## DOCUMENT PASSAGE
***
In [5]:
import os
import sys
import gc
import yaml
import logging
import subprocess
import datetime
import pandas as pd
import dask
import time
import dask.dataframe as dd
import re

In [6]:
file_path = 'D:/GGProject/data/testdata.csv'

In [7]:
def time_count(func):
    start = time.time()
    func()
    end = time.time()
    print("It takes {} second to finish reading".format(end - start))

In [9]:
#read file using pandas
@time_count
def readCsvwithPandas():
    file = pd.read_csv(file_path, low_memory=False)
    del file
    gc.collect()
    
readCsvwithPandas

It takes 99.53842759132385 second to finish reading


In [10]:
# read file using dask
@time_count
def readCsvwithDask():
    file = dd.read_csv(file_path)
    del file
    gc.collect()

readCsvwithDask

It takes 0.08823323249816895 second to finish reading


In [32]:
ff = dd.read_csv(file_path, low_memory=False, assume_missing=True)

In [33]:
ff.info()

<class 'dask.dataframe.core.DataFrame'>
Columns: 51 entries, Summons Number to NTA
dtypes: object(24), float64(27)
***
## DATASET EXTRACT
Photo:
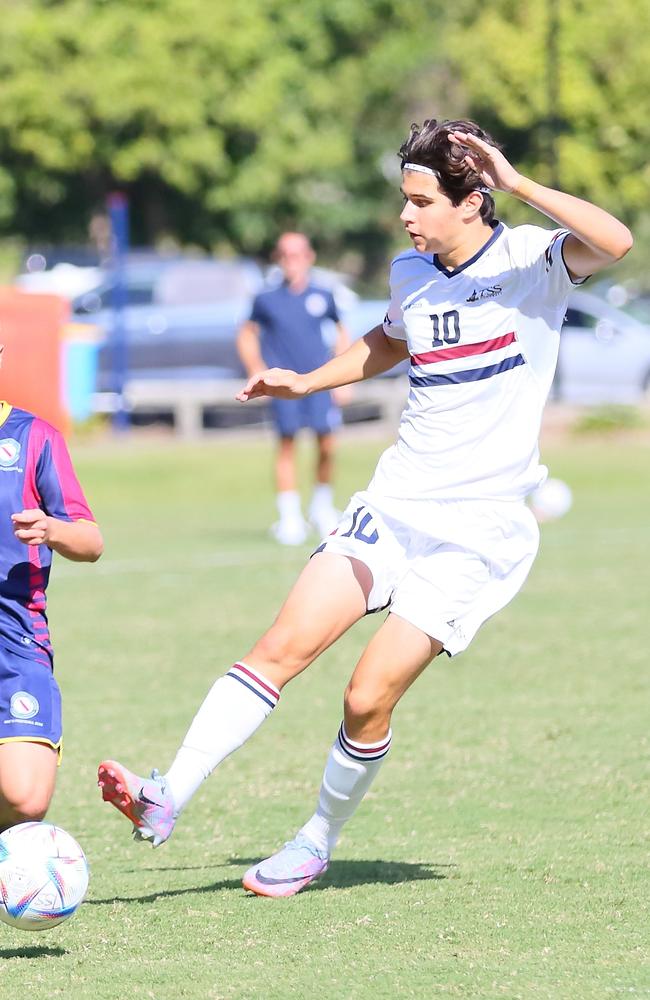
***
## GIVEN TASK 1
Can you quote the pandas-versus-Dask notebook from "It takes 0.08823323249816895" to "dtypes: object(24), float64(27)"?
## GIVEN TASK 2
How would the pandas-versus-Dask notebook go on after its final output?

## EXERCISE OUTPUT 1
It takes 0.08823323249816895 second to finish reading


In [32]:
ff = dd.read_csv(file_path, low_memory=False, assume_missing=True)

In [33]:
ff.info()

<class 'dask.dataframe.core.DataFrame'>
Columns: 51 entries, Summons Number to NTA
dtypes: object(24), float64(27)

## EXERCISE OUTPUT 2
In [13]:
ff.columns

Index(['Summons Number', 'Plate ID', 'Registration State', 'Plate Type',
       'Issue Date', 'Violation Code', 'Vehicle Body Type', 'Vehicle Make',
       'Issuing Agency', 'Street Code1', 'Street Code2', 'Street Code3',
       'Vehicle Expiration Date', 'Violation Location', 'Violation Precinct',
       'Issuer Precinct', 'Issuer Code', 'Issuer Command', 'Issuer Squad',
       'Violation Time', 'Time First Observed', 'Violation County',
       'Violation In Front Of Or Opposite', 'House Number', 'Street Name',
       'Intersecting Street', 'Date First Observed', 'Law Section',
       'Sub Division', 'Violation Legal Code', 'Days Parking In Effect    ',
       'From Hours In Effect', 'To Hours In Effect', 'Vehicle Color',
       'Unregistered Vehicle?', 'Vehicle Year', 'Meter Number',
       'Feet From Curb', 'Violation Post Code', 'Violation Description',
       'No Standing or Stopping Violation', 'Hydrant Violation',
       'Double Parking Violation', 'Latitude', 'Longitude', 'Comm

In [14]:
from pyparsing import col


def read_config_file(filepath):
    with open(filepath, 'r') as stream:
        try:
            return yaml.safe_load(stream)
        except yaml.YAMLError as exc:
            logging.error(exc)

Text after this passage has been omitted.